**Exercise requirements:** Copy out, exactly as written, only the line containing "of the snow-capped" and the lines after it through the end of the records.

Collected data
--- begin ---

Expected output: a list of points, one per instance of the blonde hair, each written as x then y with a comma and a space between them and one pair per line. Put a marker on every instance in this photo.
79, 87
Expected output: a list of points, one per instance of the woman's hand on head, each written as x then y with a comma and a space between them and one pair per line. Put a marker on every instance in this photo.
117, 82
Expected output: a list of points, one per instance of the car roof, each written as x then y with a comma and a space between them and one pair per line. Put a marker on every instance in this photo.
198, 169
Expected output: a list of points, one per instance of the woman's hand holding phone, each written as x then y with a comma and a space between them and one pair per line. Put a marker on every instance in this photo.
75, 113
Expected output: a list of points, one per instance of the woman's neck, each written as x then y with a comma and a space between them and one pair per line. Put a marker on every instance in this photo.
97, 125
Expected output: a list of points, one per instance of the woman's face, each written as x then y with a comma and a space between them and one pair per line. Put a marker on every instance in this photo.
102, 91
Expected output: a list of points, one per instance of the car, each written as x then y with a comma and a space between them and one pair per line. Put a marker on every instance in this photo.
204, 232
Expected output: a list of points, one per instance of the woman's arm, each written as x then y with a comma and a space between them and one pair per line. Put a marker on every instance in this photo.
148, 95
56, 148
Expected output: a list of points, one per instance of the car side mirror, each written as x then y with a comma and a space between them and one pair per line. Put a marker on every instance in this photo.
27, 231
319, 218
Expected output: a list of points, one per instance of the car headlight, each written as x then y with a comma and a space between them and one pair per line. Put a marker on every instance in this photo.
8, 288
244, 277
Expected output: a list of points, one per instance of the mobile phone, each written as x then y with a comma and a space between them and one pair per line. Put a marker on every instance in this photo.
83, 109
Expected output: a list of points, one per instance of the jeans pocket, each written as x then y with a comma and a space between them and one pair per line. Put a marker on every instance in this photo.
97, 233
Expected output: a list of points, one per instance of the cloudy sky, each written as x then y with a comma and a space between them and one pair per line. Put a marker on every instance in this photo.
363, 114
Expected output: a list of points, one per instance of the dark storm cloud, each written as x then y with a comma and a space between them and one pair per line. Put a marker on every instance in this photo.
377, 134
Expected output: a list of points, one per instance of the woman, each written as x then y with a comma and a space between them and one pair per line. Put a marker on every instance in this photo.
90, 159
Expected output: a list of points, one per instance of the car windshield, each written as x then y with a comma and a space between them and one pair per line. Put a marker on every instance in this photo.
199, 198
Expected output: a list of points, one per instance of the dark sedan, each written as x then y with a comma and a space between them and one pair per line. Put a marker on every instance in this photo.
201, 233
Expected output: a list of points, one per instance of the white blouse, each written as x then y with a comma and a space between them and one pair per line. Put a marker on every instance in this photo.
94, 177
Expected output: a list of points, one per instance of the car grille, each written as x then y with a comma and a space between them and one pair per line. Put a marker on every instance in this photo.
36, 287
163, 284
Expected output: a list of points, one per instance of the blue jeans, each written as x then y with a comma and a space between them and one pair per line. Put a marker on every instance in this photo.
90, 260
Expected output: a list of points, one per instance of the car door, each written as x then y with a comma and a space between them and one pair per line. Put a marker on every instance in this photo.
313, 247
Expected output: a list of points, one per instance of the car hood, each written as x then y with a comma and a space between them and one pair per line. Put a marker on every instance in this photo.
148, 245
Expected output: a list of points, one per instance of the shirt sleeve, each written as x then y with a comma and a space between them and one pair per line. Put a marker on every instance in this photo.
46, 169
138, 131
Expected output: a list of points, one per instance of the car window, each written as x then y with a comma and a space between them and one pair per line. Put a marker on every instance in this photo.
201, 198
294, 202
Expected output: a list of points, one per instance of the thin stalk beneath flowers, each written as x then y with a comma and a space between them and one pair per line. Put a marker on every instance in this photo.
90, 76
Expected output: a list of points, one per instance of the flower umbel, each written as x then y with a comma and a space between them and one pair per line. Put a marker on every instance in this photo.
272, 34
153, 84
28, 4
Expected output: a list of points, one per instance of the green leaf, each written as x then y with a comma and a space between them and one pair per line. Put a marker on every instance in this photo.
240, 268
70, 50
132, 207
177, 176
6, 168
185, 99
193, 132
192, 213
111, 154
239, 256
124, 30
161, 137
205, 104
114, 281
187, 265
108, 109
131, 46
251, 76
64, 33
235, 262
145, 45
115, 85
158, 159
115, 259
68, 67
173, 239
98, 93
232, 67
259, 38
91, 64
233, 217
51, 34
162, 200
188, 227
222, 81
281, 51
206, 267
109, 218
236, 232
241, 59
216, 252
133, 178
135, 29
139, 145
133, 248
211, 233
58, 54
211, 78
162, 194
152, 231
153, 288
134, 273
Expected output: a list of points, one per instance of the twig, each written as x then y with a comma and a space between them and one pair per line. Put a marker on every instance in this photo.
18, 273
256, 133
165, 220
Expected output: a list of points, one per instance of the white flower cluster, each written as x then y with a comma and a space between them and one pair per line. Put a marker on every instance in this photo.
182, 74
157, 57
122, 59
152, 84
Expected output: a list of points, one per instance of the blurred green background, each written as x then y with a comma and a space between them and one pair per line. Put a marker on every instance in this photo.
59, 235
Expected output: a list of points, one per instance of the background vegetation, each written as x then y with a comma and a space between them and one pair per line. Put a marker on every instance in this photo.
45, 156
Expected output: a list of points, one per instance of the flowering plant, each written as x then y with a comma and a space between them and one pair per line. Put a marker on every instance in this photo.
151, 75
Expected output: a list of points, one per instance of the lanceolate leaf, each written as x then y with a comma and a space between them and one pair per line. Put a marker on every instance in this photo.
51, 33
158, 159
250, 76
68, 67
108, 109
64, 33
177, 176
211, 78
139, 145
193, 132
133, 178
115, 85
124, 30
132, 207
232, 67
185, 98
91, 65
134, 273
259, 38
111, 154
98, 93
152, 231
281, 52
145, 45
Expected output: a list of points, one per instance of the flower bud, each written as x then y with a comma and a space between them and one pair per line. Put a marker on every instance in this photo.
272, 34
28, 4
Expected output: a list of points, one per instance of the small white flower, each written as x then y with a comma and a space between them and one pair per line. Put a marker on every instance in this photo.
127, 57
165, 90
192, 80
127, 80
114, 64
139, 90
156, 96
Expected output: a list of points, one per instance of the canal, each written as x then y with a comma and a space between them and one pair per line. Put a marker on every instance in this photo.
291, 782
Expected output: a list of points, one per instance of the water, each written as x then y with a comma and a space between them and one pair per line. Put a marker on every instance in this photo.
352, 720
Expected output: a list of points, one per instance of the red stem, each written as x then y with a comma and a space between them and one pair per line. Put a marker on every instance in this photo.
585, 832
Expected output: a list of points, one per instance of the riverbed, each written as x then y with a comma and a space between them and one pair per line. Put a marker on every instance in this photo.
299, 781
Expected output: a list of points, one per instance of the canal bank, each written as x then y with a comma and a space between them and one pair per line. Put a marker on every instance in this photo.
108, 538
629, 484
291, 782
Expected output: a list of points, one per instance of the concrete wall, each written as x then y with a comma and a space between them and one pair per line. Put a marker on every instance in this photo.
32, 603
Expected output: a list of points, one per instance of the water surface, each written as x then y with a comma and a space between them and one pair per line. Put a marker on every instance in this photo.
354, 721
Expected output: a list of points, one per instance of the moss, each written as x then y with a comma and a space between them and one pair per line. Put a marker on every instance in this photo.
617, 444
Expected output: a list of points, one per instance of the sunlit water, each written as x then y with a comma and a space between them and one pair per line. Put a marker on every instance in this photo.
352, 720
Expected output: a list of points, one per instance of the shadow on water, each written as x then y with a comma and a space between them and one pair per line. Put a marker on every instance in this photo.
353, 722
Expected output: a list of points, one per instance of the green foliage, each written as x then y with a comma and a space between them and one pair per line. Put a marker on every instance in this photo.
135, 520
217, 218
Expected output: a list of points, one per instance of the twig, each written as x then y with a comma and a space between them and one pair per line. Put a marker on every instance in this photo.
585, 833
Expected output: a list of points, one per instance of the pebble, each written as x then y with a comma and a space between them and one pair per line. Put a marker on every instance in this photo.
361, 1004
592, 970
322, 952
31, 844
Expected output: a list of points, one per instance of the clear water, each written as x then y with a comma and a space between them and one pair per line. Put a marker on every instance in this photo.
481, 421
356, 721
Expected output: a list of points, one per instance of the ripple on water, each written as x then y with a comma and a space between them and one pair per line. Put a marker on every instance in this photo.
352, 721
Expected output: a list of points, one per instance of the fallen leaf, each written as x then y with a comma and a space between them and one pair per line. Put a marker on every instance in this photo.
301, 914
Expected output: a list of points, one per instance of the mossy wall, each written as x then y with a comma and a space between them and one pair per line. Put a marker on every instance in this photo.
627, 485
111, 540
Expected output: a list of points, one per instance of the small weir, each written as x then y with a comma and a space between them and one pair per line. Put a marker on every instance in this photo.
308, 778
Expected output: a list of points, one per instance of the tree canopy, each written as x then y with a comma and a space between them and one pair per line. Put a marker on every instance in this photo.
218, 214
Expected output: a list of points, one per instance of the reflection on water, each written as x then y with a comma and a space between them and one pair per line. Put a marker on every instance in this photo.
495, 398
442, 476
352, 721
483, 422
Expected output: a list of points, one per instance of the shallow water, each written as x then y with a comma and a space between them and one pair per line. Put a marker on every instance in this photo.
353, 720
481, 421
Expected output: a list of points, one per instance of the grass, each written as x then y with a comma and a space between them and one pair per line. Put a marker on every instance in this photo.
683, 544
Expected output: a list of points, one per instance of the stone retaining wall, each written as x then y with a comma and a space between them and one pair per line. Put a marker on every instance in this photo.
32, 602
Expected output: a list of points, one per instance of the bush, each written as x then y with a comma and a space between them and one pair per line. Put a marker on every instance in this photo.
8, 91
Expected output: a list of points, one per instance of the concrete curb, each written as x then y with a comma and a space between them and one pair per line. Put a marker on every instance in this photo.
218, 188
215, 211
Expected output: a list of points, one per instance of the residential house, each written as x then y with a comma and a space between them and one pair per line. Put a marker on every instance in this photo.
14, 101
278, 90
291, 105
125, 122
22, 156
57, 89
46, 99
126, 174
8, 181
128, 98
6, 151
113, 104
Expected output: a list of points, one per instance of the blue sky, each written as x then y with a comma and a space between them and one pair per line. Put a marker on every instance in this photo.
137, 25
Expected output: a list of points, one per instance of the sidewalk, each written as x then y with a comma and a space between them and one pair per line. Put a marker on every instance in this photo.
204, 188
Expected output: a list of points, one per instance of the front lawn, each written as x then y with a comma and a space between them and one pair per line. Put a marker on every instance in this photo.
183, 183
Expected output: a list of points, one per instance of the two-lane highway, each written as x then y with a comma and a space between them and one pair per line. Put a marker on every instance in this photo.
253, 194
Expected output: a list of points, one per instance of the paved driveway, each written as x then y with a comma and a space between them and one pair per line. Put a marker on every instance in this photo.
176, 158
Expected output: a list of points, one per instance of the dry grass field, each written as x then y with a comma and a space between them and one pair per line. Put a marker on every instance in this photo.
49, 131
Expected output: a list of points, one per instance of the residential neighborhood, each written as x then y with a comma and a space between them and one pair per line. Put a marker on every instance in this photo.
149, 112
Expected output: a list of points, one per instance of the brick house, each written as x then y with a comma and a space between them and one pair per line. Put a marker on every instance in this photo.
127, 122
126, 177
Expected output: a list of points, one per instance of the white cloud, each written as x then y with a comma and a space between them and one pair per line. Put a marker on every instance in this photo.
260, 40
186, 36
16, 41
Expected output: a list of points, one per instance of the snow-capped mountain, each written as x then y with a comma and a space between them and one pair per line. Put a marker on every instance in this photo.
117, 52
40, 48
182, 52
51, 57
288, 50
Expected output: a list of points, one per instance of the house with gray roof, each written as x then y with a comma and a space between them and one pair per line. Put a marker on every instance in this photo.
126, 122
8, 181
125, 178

--- end ---

**Answer to this task:**
Expected output: a list of points, one per instance of the snow-capped mountain, each written as x then y with a comma and a space between them and one pair per line. Put a marker on every instance in this photo.
117, 52
40, 48
182, 52
51, 57
288, 50
Expected output: a list of points, one per instance of the house with gray roof, each written as x then y with a comma and a space between them and one pair per line. Put a marker on every instance in this photo.
126, 122
8, 181
125, 178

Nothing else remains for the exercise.